**Task details:** Copy the items below word for word, beginning at the line that contains "target | orange marker" and stopping after the line that contains "(1151, 144)".

[Stored data entries]
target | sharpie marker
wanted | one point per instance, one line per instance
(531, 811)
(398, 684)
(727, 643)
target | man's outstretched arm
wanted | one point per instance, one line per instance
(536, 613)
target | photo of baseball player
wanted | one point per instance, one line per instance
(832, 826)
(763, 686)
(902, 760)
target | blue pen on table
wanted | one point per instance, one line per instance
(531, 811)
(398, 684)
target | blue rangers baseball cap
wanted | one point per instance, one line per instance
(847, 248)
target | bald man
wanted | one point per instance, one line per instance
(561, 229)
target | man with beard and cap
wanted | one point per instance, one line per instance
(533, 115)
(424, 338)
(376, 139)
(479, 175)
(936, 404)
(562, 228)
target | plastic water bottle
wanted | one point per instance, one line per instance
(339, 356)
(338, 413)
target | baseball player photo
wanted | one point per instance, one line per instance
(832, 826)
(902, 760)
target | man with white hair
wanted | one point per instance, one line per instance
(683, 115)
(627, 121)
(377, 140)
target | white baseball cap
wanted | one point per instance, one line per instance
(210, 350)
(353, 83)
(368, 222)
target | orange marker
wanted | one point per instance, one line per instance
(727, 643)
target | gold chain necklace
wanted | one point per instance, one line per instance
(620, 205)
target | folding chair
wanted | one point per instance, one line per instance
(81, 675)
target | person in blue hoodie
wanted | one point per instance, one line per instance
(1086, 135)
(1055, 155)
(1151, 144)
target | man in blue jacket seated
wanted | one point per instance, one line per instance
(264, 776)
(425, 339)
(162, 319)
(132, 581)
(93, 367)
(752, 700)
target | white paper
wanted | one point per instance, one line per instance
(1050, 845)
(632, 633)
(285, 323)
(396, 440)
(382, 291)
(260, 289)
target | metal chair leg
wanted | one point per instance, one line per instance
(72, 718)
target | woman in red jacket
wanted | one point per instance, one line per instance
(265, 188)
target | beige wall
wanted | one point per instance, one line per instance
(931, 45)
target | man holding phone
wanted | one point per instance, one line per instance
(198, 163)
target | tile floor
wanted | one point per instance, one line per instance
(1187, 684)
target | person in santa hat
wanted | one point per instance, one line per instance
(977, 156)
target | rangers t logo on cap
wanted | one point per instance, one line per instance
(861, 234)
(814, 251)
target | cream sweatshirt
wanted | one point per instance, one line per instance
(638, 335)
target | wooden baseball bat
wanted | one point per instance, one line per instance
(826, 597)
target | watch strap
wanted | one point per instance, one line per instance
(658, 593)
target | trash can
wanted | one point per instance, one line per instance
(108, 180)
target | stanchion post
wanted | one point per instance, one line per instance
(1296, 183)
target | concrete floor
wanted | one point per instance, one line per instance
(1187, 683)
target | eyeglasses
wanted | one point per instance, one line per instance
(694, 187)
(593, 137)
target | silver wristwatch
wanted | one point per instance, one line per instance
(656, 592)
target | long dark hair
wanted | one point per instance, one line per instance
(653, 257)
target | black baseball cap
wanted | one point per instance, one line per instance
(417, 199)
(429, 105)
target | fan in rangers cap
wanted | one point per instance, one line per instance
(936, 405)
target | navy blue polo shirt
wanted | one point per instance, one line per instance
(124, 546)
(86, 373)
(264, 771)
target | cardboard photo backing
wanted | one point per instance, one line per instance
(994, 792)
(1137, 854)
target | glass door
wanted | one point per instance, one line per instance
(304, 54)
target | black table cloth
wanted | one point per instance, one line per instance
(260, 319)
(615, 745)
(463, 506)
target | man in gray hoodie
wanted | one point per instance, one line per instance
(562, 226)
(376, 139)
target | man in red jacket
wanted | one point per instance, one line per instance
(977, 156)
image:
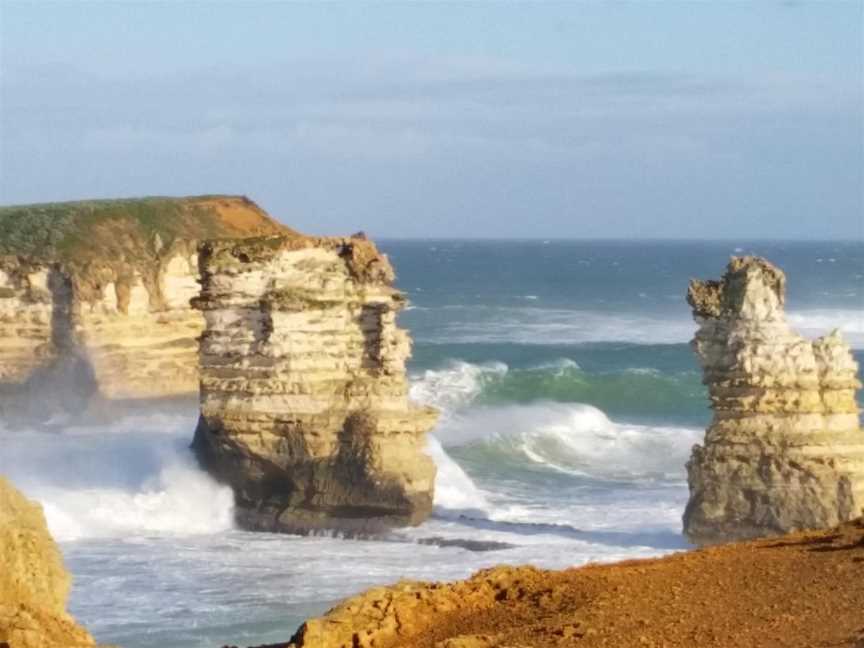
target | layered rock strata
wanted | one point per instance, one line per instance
(34, 585)
(94, 298)
(304, 405)
(784, 450)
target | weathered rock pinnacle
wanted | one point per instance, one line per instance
(784, 450)
(304, 406)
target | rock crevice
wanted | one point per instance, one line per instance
(784, 451)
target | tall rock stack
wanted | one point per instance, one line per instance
(304, 405)
(785, 450)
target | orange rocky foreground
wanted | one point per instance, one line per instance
(801, 590)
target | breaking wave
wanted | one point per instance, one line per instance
(136, 478)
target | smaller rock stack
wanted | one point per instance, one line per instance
(784, 451)
(304, 398)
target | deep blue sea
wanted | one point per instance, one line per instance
(570, 400)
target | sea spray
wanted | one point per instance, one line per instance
(135, 478)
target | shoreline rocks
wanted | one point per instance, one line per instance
(304, 398)
(34, 584)
(799, 591)
(784, 451)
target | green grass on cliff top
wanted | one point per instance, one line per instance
(78, 231)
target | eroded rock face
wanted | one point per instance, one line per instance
(34, 585)
(784, 451)
(102, 314)
(304, 406)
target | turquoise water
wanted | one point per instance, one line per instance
(570, 401)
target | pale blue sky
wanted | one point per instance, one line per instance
(597, 119)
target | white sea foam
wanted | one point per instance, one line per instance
(576, 439)
(130, 479)
(817, 322)
(455, 492)
(453, 386)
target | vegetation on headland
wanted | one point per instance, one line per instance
(127, 228)
(100, 241)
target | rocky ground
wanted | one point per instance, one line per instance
(802, 590)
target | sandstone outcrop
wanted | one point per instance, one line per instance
(784, 450)
(94, 298)
(304, 405)
(801, 591)
(34, 585)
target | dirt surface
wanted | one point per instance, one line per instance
(802, 590)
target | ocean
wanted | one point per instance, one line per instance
(570, 400)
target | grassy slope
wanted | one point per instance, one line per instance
(125, 229)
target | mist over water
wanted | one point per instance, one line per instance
(570, 402)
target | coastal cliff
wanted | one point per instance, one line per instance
(94, 298)
(784, 450)
(799, 591)
(34, 585)
(304, 398)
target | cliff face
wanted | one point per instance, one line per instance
(304, 406)
(34, 585)
(784, 450)
(94, 297)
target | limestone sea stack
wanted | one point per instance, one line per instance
(784, 450)
(304, 398)
(34, 585)
(94, 298)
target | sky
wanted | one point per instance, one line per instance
(693, 120)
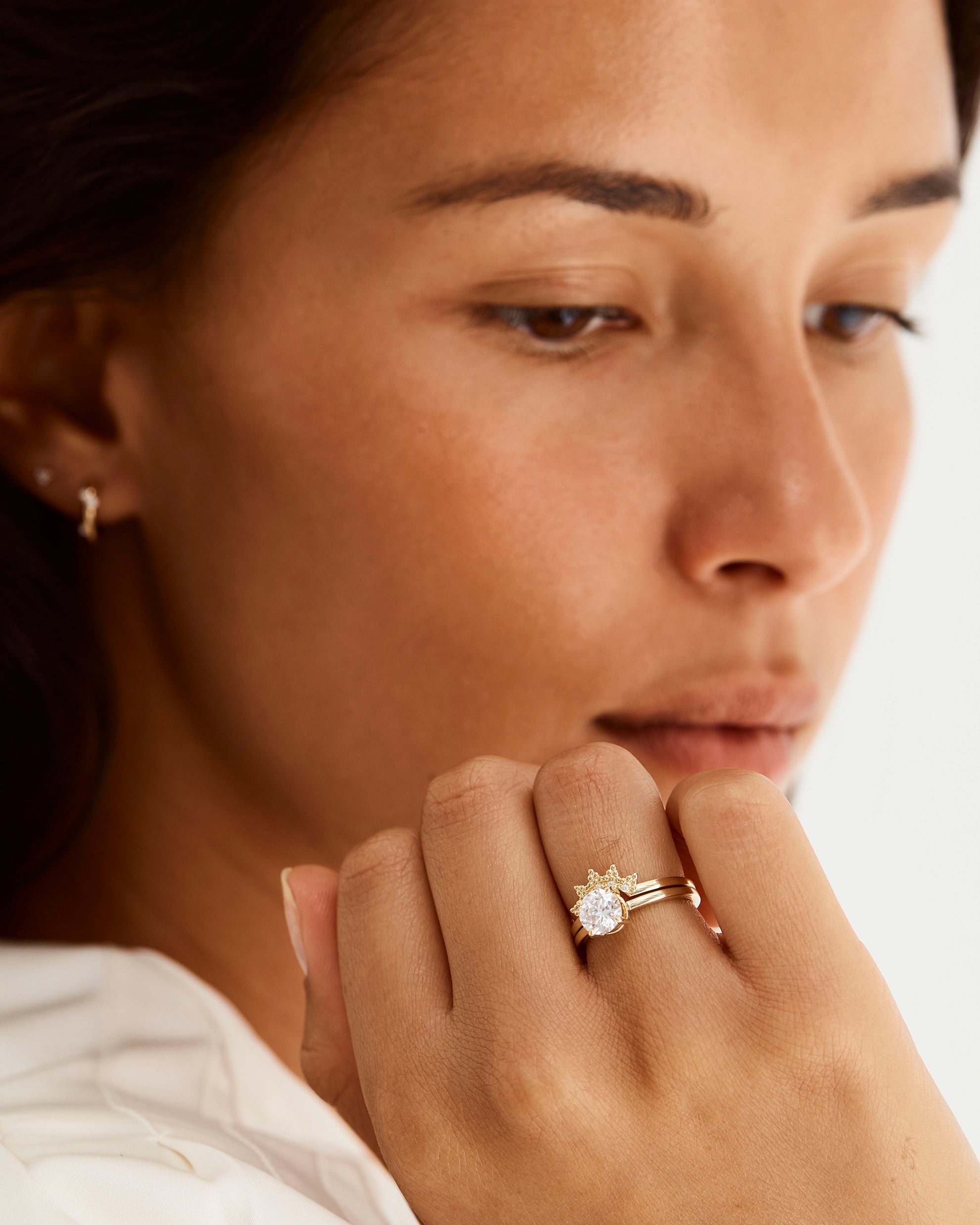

**Solution for this task:**
target | orange marker
wanted | one point per instance, one line per instance
(727, 643)
target | gold chain necklace
wanted | one point per instance, one line per instance
(620, 205)
target | folding chair
wanted | one point per instance, one line per instance
(81, 675)
target | person in blue hoodie
wanted | one point per instance, one line per instance
(1086, 135)
(1055, 155)
(1151, 144)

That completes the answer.